Start of INPUT MATERIAL

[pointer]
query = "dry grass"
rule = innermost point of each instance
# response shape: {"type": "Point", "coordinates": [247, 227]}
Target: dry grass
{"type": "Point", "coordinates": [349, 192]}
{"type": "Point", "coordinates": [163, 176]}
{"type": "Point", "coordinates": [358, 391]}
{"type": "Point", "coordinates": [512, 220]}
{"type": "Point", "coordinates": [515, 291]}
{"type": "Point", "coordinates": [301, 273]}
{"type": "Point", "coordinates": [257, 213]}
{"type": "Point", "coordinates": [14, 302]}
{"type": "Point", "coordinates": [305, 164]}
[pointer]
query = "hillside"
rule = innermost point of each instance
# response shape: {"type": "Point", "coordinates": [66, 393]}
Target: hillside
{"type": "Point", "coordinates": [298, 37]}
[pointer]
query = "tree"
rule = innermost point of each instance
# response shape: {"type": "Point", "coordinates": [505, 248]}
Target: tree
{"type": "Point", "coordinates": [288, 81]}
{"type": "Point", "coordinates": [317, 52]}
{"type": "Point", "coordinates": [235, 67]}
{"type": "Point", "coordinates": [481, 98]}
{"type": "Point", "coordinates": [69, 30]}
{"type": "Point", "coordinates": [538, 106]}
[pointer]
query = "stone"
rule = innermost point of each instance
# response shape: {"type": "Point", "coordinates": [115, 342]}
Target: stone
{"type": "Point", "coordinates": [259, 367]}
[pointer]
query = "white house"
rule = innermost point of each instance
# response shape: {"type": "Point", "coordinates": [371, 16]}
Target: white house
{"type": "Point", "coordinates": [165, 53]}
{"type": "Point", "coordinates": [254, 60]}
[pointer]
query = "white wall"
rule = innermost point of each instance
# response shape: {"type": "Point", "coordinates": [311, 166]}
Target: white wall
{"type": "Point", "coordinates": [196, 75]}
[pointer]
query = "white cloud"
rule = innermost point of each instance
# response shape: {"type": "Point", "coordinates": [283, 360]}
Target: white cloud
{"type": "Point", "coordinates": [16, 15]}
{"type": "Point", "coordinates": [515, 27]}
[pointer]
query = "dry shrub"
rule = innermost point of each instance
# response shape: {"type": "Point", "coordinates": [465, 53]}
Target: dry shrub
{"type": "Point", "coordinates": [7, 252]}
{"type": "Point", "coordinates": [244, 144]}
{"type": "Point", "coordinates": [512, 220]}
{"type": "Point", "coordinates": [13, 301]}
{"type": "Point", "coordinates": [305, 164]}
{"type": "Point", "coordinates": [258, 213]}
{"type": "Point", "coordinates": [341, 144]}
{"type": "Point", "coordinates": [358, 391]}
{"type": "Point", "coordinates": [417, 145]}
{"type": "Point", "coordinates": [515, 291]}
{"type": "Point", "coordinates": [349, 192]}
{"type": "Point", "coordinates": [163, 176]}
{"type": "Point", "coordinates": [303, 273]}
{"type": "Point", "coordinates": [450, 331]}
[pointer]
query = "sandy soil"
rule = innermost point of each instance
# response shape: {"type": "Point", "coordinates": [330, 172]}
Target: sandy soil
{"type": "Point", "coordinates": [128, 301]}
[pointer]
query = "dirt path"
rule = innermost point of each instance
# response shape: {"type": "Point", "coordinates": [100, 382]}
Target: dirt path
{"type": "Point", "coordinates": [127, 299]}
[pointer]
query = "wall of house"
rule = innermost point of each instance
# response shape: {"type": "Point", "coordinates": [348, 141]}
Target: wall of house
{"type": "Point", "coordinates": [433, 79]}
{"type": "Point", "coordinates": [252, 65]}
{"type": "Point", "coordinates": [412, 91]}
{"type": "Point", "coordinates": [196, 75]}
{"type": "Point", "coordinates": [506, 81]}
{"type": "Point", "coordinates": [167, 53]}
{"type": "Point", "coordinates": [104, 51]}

End of INPUT MATERIAL

= TASK DESCRIPTION =
Write out the records in full, word for word.

= RESULT =
[pointer]
query = "dry grass"
rule = innermost point of each instance
# response shape: {"type": "Point", "coordinates": [247, 227]}
Target: dry grass
{"type": "Point", "coordinates": [349, 192]}
{"type": "Point", "coordinates": [163, 176]}
{"type": "Point", "coordinates": [358, 391]}
{"type": "Point", "coordinates": [512, 220]}
{"type": "Point", "coordinates": [515, 291]}
{"type": "Point", "coordinates": [301, 273]}
{"type": "Point", "coordinates": [257, 213]}
{"type": "Point", "coordinates": [14, 302]}
{"type": "Point", "coordinates": [305, 164]}
[pointer]
query = "hillside"
rule = innermost point of each instance
# response shape: {"type": "Point", "coordinates": [66, 393]}
Target: hillside
{"type": "Point", "coordinates": [298, 37]}
[pointer]
query = "tree"
rule = innermost point of each instance
# response shape: {"type": "Point", "coordinates": [505, 248]}
Target: tree
{"type": "Point", "coordinates": [288, 81]}
{"type": "Point", "coordinates": [317, 52]}
{"type": "Point", "coordinates": [235, 67]}
{"type": "Point", "coordinates": [481, 98]}
{"type": "Point", "coordinates": [69, 30]}
{"type": "Point", "coordinates": [538, 106]}
[pointer]
query = "stone"
rule = innermost point of each instance
# response shape: {"type": "Point", "coordinates": [115, 342]}
Target: stone
{"type": "Point", "coordinates": [259, 367]}
[pointer]
query = "white house"
rule = innermost point of each instance
# response shape: {"type": "Point", "coordinates": [371, 16]}
Target: white house
{"type": "Point", "coordinates": [165, 53]}
{"type": "Point", "coordinates": [254, 60]}
[pointer]
query = "white wall"
rule = innermost point of each instance
# response shape: {"type": "Point", "coordinates": [311, 166]}
Target: white wall
{"type": "Point", "coordinates": [196, 75]}
[pointer]
query = "white cloud"
rule = innermost point of each instance
# response shape: {"type": "Point", "coordinates": [283, 360]}
Target: white cloud
{"type": "Point", "coordinates": [16, 15]}
{"type": "Point", "coordinates": [515, 27]}
[pointer]
query = "dry shrub"
rule = innermost point of each instance
# response shape: {"type": "Point", "coordinates": [465, 53]}
Target: dry shrub
{"type": "Point", "coordinates": [7, 252]}
{"type": "Point", "coordinates": [244, 144]}
{"type": "Point", "coordinates": [512, 220]}
{"type": "Point", "coordinates": [13, 301]}
{"type": "Point", "coordinates": [305, 164]}
{"type": "Point", "coordinates": [258, 213]}
{"type": "Point", "coordinates": [341, 144]}
{"type": "Point", "coordinates": [358, 391]}
{"type": "Point", "coordinates": [417, 145]}
{"type": "Point", "coordinates": [515, 291]}
{"type": "Point", "coordinates": [349, 192]}
{"type": "Point", "coordinates": [163, 176]}
{"type": "Point", "coordinates": [303, 273]}
{"type": "Point", "coordinates": [450, 331]}
[pointer]
query = "sandy soil"
rule = innermost point of each instance
# response shape: {"type": "Point", "coordinates": [330, 172]}
Target: sandy soil
{"type": "Point", "coordinates": [128, 301]}
[pointer]
query = "dirt path"
rule = innermost point of each instance
# response shape: {"type": "Point", "coordinates": [100, 382]}
Target: dirt path
{"type": "Point", "coordinates": [127, 299]}
[pointer]
query = "wall of house"
rule = innermost point of each instance
# response shape: {"type": "Point", "coordinates": [348, 141]}
Target: wall of house
{"type": "Point", "coordinates": [433, 79]}
{"type": "Point", "coordinates": [252, 65]}
{"type": "Point", "coordinates": [412, 91]}
{"type": "Point", "coordinates": [196, 75]}
{"type": "Point", "coordinates": [506, 81]}
{"type": "Point", "coordinates": [167, 53]}
{"type": "Point", "coordinates": [104, 51]}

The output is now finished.